REQUEST: Echo each of the entries below word for word, leaving out the pictures.

#### MATERIAL FOR THIS TASK

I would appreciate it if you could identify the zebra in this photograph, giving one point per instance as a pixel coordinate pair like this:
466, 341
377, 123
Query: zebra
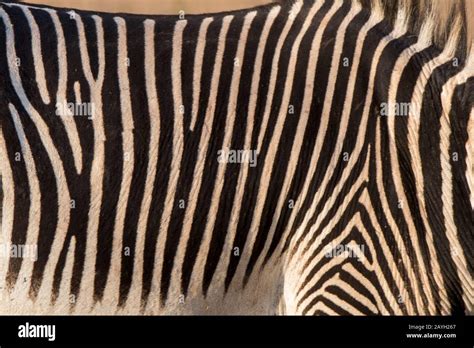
302, 157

########

TASK RESULT:
I would appreciate it if you could identify the zebra in this photograph, giving one point per instance as a pixel coordinate pair like this:
466, 341
377, 123
Query: zebra
302, 157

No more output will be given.